───── Extracted material

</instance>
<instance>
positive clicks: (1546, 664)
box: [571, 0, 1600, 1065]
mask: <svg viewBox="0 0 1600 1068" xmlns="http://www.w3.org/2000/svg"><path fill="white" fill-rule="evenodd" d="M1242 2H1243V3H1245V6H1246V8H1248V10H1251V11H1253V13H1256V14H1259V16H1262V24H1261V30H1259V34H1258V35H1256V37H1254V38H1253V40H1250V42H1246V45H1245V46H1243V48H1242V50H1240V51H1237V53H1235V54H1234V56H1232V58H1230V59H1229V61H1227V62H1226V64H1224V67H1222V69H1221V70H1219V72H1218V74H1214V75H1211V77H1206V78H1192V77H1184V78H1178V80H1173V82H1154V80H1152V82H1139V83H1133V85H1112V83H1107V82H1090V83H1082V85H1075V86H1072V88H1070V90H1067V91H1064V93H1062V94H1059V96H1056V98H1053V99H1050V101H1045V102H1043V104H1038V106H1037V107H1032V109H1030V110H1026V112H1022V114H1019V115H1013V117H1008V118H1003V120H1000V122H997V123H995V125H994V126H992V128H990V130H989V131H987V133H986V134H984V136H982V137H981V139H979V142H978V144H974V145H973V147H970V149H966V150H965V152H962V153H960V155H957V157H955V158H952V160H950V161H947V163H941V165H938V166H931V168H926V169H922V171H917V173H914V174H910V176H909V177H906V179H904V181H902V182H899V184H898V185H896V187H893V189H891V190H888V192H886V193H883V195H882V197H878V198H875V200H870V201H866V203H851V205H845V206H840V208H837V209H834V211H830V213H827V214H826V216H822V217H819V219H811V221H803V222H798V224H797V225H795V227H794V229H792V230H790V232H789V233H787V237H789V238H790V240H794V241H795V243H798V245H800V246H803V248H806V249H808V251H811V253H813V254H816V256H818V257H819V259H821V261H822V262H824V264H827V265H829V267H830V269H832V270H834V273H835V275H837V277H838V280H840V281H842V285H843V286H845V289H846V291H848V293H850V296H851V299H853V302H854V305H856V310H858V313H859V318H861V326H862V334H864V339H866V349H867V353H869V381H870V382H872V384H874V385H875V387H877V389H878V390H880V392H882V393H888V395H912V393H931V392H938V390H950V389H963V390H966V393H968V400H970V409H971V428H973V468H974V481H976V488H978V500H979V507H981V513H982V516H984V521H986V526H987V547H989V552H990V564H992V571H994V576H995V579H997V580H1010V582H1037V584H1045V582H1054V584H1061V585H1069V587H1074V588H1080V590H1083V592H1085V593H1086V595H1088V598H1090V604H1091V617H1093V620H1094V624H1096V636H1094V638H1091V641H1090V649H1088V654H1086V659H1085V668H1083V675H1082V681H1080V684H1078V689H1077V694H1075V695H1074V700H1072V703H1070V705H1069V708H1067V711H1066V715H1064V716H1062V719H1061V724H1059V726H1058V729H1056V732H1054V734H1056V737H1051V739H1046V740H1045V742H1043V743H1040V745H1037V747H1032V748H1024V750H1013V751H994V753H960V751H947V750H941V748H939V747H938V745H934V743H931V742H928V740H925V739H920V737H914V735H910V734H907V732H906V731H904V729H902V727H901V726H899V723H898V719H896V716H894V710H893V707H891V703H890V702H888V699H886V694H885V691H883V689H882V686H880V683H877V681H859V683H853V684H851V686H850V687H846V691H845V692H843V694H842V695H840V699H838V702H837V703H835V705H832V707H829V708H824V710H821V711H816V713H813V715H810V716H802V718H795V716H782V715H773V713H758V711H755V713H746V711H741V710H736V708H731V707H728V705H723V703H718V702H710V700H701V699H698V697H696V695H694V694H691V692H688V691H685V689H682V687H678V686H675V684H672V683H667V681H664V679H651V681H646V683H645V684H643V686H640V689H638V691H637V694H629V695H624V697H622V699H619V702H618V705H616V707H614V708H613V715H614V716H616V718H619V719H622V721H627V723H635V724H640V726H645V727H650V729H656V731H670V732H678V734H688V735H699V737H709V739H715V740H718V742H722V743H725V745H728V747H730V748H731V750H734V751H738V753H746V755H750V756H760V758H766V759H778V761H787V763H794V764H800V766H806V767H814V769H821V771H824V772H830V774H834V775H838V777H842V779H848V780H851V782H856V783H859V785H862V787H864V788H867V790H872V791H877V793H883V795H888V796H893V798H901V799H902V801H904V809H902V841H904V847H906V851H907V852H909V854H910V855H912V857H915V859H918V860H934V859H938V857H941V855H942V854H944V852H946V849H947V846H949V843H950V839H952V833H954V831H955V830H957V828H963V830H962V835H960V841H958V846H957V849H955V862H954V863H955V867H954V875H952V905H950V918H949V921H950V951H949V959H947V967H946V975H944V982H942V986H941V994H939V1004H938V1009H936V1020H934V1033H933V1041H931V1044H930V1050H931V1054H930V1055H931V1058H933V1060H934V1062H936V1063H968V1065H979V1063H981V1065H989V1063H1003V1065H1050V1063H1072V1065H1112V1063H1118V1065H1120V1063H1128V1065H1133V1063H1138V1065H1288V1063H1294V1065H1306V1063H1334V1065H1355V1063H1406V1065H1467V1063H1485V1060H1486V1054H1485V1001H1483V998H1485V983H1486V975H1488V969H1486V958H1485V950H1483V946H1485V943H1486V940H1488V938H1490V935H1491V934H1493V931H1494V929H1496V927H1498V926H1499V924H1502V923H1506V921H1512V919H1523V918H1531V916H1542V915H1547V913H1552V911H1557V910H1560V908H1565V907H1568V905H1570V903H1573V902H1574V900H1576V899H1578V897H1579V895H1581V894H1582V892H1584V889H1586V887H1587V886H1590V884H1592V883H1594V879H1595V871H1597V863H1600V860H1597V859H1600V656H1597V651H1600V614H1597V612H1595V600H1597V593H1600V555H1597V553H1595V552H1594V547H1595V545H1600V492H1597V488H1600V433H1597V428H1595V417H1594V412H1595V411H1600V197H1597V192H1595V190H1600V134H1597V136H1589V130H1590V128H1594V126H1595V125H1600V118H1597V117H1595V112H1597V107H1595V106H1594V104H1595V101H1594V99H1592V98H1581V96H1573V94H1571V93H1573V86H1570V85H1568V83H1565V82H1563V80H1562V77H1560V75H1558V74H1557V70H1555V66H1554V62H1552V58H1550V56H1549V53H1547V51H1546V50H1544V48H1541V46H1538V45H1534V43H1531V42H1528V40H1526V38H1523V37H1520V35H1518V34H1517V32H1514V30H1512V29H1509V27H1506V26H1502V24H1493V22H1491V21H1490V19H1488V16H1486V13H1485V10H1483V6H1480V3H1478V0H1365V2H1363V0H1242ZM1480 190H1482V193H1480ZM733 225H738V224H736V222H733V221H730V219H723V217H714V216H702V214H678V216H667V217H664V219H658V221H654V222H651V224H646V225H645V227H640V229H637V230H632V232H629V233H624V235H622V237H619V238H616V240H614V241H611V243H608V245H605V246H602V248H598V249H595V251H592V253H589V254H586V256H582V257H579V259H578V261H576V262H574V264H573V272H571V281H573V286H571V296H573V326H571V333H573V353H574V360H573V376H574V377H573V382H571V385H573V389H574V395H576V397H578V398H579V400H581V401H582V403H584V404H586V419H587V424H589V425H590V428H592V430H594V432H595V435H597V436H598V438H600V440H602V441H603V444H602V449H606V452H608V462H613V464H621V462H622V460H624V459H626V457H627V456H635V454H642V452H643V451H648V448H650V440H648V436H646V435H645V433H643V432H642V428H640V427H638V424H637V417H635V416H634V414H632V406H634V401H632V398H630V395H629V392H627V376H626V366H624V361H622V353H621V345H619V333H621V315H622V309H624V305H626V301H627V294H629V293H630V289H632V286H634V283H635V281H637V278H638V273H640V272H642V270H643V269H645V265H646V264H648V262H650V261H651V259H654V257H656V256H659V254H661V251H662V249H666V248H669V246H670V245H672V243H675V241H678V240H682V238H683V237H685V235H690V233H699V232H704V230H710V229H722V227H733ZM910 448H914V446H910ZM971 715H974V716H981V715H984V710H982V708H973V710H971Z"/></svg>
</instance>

──────────

Can you output the material from its first line through the line containing "box: [571, 0, 1600, 1065]", both included, with each line reproduced unchanged?

</instance>
<instance>
positive clicks: (1546, 664)
box: [571, 0, 1600, 1065]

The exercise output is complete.